■ Extract provided ■
As an intro model it may no longer need such power and handling. But for the right buyer, that very power and handling may just make all the difference in the world.
Engine: 1,498cc four-cylinder
Fuel Capacity: 16.4 gal.
Stowage Capacity: 23.5 gal.
The choice to stick with the long-in-the-tooth STX-15F may show Kawasaki isn’t ready to yet bet on a new introductory model, but it also shows the company still has confidence in this one-time flagship.
For sure, the craft measures up quite nicely in terms of pure specs. The 1,498cc, dual-overhead-cam four-cylinder’s power easily tops competitive models, producing 160 horses. Grab a handful of throttle out of the hole and you feel the advantage, powering to 30 mph in as little as two seconds and increasing to a top speed of 62 mph. Both figures are well beyond competitive models. Whether or not that’s too much power remains to be seen. Certainly the pure novice may initially be overwhelmed. The 15F responds quickly to throttle input, and that 62 mph figure is just a few steps behind today’s flagship models. But make a mistake and things will happen in short order. That means buyers will have to be honest about their skill levels. But as we’ve long noted, it also gives the craft a little growing room. Many once-novice riders may become bored with a slower boat once their skill levels increase. The 15F will likely keep them quite happy as that need for speed begins to rear its head.
Where the 15F begins to come up short is seen first in its dimensions. At 122.8” x 46.5”, the Kawi is both shorter and wider than the Sea-Doo GTI (132.6” x 48.5”) and Yamaha VX (132” x 48”). Weighing in at 844.5 pounds, it’s also noticeably heavier than both models. The Kawi’s added power more than compensates for the extra weight, but the saddle won’t feel as roomy and the boat may feel smaller in rough conditions. The boat’s low-slung profile adds to the latter feeling, and for some, will give the craft a slightly old-school appearance.
On the flip side, however, smaller and more powerful can be a good combo. The 15’s handling is sharper than the competitor’s offerings, and the power accentuates the feeling of the boat’s deep-V hull design, making the 15F seem far more like a racer. It dives in and out of corners with tenacity, never threatening to spin out from the load. For more serene rides, the bolstered saddle gives touring-oriented comfort, and stability is equally top notch to the competition.

■ Input material ■
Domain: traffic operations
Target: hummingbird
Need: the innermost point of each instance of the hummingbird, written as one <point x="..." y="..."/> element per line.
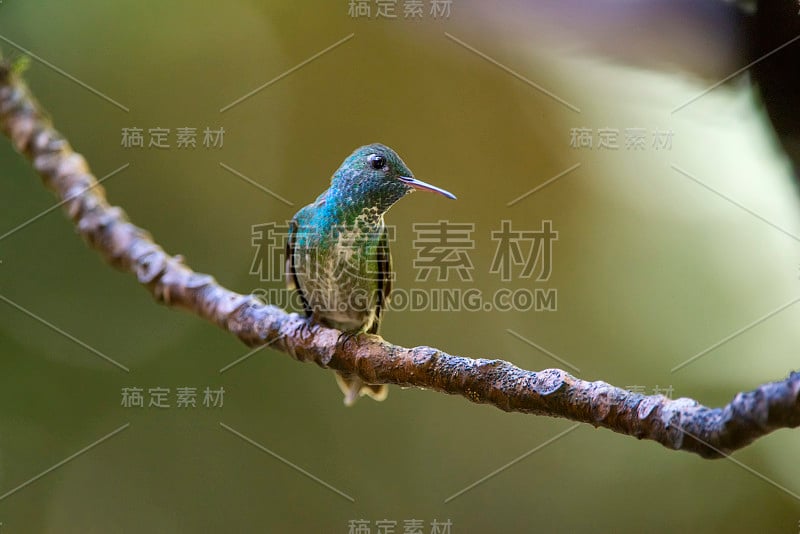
==
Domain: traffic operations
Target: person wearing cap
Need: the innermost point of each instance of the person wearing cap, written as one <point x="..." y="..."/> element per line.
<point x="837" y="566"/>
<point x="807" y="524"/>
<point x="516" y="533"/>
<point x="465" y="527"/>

■ Tasks to complete ■
(a) Find every line in the rows above that contains the string "hummingbird", and copy each one out. Case counts.
(b) Carry on the Kawasaki STX-15F review above, starting after its last sentence.

■ The results ■
(a)
Target: hummingbird
Need: the innermost point of each instance of the hummingbird, written as one <point x="..." y="..."/> element per line.

(b)
In terms of features, competitors clearly have the advantage. The STX-15F offers only a manual reverse, a far cry from the iBR and RiDE systems offered by Sea-Doo and Yamaha. You can learn to feather the handle to approximate a neutral position, but in this era of electronic reverse, a manual system quickly feels clunky. The competitive systems also offer stopping or deceleration power underway.
The rest of the boat is similarly straightforward. Theft prevention is accomplished via a magnetic key. A second key can dial back the engine’s performance to tone things down for true beginners or to save fuel. Storage, at 23.5 gallons, is split between the bow, glovebox, and a smaller compartment under the saddle’s aft third. At 23.5 gallons, fuel capacity is in the neighborhood of competitive models.
As to price, the 15F remains at $9,699. Contrast that with two competitive models, the Sea-Doo GTI SE and Yamaha VX, both at $9,599. The latter boast more modern hull designs, electronic brake/deceleration and reverse systems, and a size advantage on the water. Sea-Doo also offers trim.
So, Kawasaki’s greatest appeal comes back down to power. It’s nothing to dismiss. A top speed that flirts with flagship numbers will hold a great deal of appeal for those with performance leanings, as will the aggressive handling of the STX hull. That combination of power and handling are precisely why the STX-15F remains a viable competitor after all these many years of production.
And why Kawasaki will be able to get at least one more year out of this long-running platform.